Doeltreffendheid van immuuntherapie bij allergische rhinitis

In de N Engl J Med [341 : 468-475(1999)] werden recent de resultaten gepubliceerd van een gerandomiseerde dubbelblinde studie naar de doeltreffendheid op lange termijn van immuuntherapie bij allergische rhinitis door pollen. De resultaten tonen een langdurige klinische doeltreffendheid alsook een gewijzigd immunologisch antwoord gedurende tenminste 3 jaar na stoppen van een immuuntherapie met een duur van 3 à 4 jaar (d.m.v. subcutane injecties van een vaccin op basis van pollen). In een editoriaal gepubliceerd in hetzelfde tijdschrift [ N Engl J Med 341 : 522-524(1999)] wordt verwezen naar meerdere gecontroleerde studies waarin de doeltreffendheid van immuuntherapie bij allergische rhinitis is aangetoond. Gezien het risico op acute allergische reactie, mag immuuntherapie enkel worden uitgevoerd indien reanimatiemateriaal voorhanden is, en indien de patiënt na elke injectie gedurende tenminste 20 minuten van dichtbij kan worden gevolgd. Om deze redenen mag immuuntherapie bij allergische rhinitis enkel overwogen worden wanneer de klassieke behandeling, met name vermijden van de allergenen en toedienen van antihistaminica oraal of nasaal, en van corticosteroïden nasaal [zie ook Folia januari 1999 ], niet verdragen wordt of niet doeltreffend is.

Bij patiënten met astma dient immuuntherapie waarschijnlijk te worden vermeden gezien het hogere risico op systemische reacties, en het gebrek aan bewijzen van doeltreffendheid [zie Folia november 1996].
________________________________________
Opdracht A:
Beantwoord deze vragen aan de hand van de tekst over immuuntherapie bij allergische rhinitis:
(i) Hoelang duurde de immuuntherapie die in de studie werd stopgezet?
(ii) Hoeveel minuten moet de patiënt na elke injectie minstens van dichtbij gevolgd kunnen worden?
(iii) Om welke twee redenen moet immuuntherapie bij patiënten met astma waarschijnlijk worden vermeden?
Opdracht B: Geef alstublieft het stuk uit de tekst over immuuntherapie bij allergische rhinitis letterlijk terug, van "Bij patiënten met" tot en met "Folia november 1996].".
________________________________________
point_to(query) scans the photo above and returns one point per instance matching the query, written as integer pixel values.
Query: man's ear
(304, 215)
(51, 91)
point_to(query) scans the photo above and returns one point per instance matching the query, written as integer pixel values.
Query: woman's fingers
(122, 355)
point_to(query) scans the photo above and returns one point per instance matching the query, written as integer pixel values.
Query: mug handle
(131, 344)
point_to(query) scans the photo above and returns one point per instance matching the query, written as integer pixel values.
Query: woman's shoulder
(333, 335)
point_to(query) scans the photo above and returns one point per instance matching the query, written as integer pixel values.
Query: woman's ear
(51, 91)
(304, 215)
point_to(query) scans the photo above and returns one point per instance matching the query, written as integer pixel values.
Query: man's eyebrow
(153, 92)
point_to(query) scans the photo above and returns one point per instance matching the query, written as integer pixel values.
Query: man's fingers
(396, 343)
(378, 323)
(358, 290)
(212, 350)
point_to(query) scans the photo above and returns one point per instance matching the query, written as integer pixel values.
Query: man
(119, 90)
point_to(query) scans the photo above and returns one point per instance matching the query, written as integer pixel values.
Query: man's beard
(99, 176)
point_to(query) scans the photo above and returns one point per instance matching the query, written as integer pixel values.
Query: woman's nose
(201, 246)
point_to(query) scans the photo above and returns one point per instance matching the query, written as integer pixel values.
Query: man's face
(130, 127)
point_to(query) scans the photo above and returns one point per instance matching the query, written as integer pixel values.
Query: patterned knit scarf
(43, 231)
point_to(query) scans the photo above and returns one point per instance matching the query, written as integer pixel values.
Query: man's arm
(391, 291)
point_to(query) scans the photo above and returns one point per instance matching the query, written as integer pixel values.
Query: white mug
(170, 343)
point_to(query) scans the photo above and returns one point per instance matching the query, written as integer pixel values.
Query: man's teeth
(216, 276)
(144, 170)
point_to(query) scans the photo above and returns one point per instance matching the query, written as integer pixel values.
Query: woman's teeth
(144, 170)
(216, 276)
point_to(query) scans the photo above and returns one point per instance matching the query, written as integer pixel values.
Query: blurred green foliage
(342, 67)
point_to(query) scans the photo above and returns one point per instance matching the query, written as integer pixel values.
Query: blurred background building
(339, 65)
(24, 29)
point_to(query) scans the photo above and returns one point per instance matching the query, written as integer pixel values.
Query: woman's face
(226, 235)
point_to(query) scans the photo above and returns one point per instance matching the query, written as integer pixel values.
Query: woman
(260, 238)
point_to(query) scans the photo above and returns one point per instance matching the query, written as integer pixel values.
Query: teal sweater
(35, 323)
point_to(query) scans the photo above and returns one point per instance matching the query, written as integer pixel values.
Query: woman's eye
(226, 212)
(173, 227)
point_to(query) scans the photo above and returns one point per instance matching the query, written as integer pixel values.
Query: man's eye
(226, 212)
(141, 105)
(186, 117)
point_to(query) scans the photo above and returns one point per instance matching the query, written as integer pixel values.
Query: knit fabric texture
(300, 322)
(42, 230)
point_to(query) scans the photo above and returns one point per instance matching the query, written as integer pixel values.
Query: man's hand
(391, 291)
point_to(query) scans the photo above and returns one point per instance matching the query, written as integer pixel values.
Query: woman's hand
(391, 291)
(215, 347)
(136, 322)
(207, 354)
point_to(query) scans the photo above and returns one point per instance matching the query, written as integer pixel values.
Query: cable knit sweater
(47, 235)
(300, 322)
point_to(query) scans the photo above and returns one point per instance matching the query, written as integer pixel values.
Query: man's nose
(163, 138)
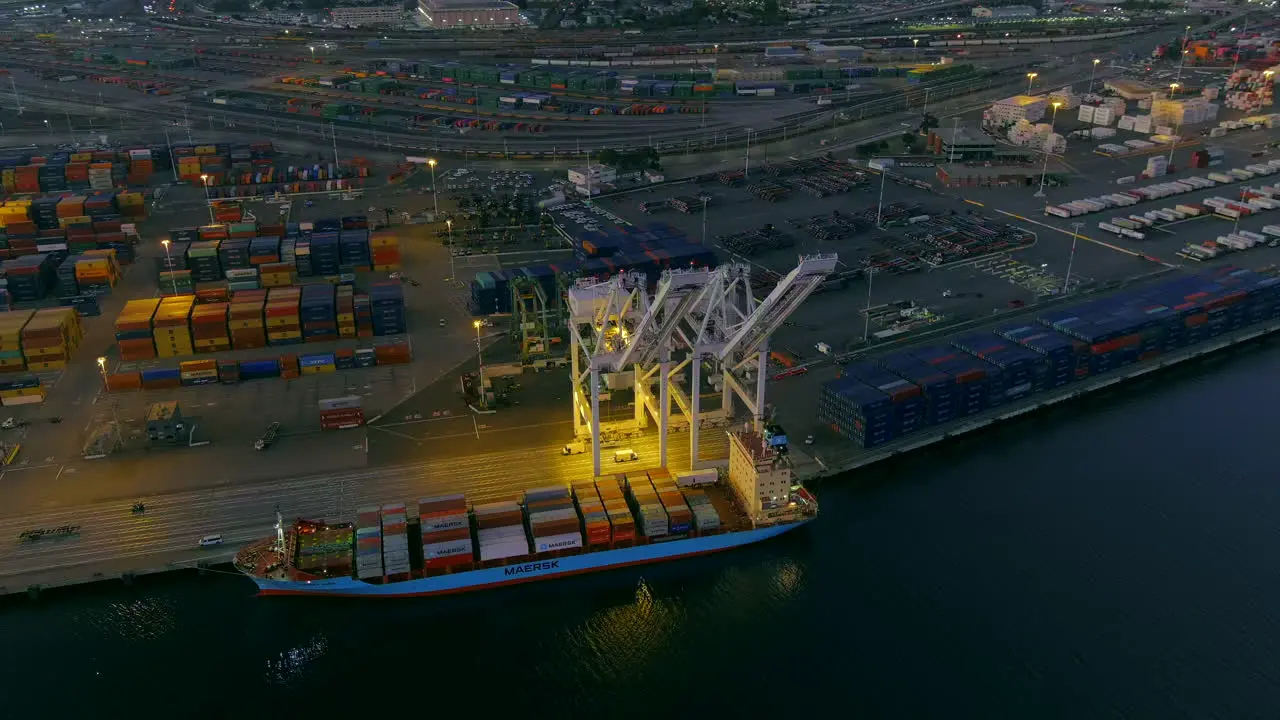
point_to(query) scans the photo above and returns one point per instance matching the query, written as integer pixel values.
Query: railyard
(231, 490)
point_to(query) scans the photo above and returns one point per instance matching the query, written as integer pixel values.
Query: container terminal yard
(517, 350)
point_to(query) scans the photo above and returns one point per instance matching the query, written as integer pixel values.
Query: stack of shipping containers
(10, 340)
(624, 528)
(680, 518)
(394, 540)
(209, 327)
(341, 413)
(283, 323)
(170, 327)
(553, 522)
(325, 552)
(647, 506)
(319, 313)
(50, 337)
(501, 531)
(387, 301)
(704, 514)
(369, 545)
(984, 370)
(446, 533)
(133, 329)
(245, 318)
(595, 520)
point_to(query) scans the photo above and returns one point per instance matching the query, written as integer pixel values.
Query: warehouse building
(1013, 109)
(1006, 13)
(469, 13)
(960, 145)
(593, 176)
(368, 16)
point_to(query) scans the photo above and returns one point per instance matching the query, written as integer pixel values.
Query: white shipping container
(444, 523)
(551, 543)
(553, 515)
(447, 548)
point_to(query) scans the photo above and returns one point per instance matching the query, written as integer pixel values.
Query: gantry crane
(707, 315)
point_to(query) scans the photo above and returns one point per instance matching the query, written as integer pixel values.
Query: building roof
(470, 5)
(1022, 100)
(961, 137)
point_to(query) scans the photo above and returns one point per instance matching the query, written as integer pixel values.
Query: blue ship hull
(528, 572)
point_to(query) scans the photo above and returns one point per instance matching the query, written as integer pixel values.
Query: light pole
(168, 264)
(204, 181)
(449, 224)
(435, 197)
(1045, 169)
(867, 311)
(880, 205)
(1070, 260)
(1183, 57)
(480, 361)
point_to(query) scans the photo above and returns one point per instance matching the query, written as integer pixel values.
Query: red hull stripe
(503, 583)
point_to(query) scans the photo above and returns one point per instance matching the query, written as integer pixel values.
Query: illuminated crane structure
(694, 318)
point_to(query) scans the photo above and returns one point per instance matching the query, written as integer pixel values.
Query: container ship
(447, 545)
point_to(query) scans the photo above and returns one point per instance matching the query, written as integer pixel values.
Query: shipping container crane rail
(707, 315)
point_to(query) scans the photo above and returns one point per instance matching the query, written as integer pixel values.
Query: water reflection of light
(621, 639)
(787, 579)
(142, 619)
(291, 664)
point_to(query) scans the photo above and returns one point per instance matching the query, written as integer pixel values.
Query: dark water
(1115, 559)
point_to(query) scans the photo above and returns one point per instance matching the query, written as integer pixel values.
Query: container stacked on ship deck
(446, 533)
(501, 531)
(705, 516)
(553, 520)
(50, 337)
(387, 301)
(649, 511)
(394, 540)
(369, 543)
(246, 319)
(172, 328)
(283, 322)
(679, 515)
(595, 522)
(133, 329)
(622, 523)
(325, 552)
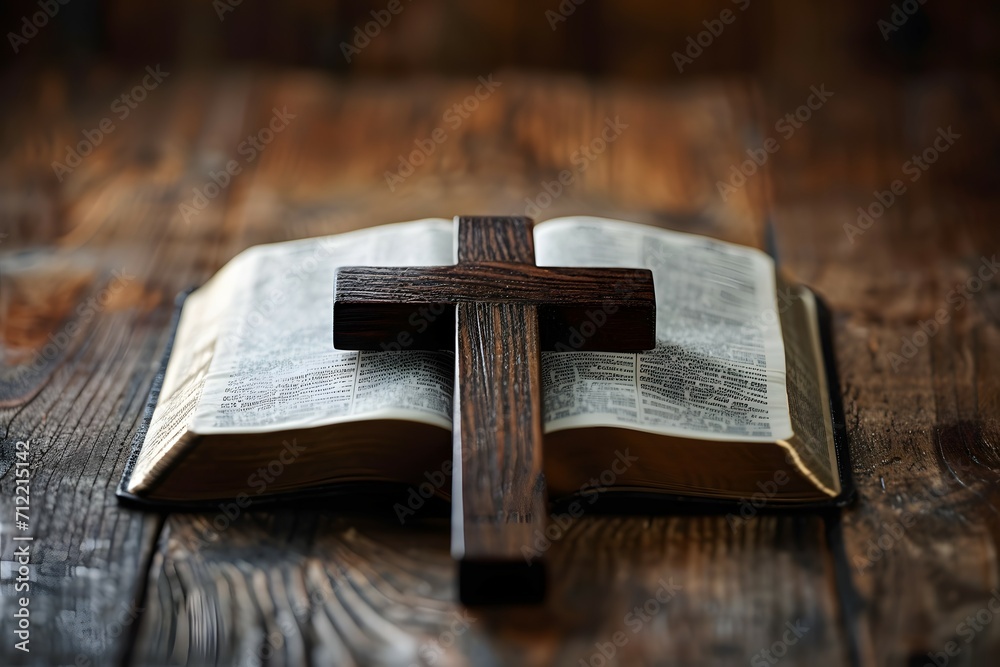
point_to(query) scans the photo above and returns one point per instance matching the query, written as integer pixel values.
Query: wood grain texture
________________________________________
Eindantwoord A:
(i) 3 à 4 jaar.
(ii) Tenminste 20 minuten.
(iii) Het hogere risico op systemische reacties en het gebrek aan bewijzen van doeltreffendheid.

Eindantwoord B:
Bij patiënten met astma dient immuuntherapie waarschijnlijk te worden vermeden gezien het hogere risico op systemische reacties, en het gebrek aan bewijzen van doeltreffendheid [zie Folia november 1996].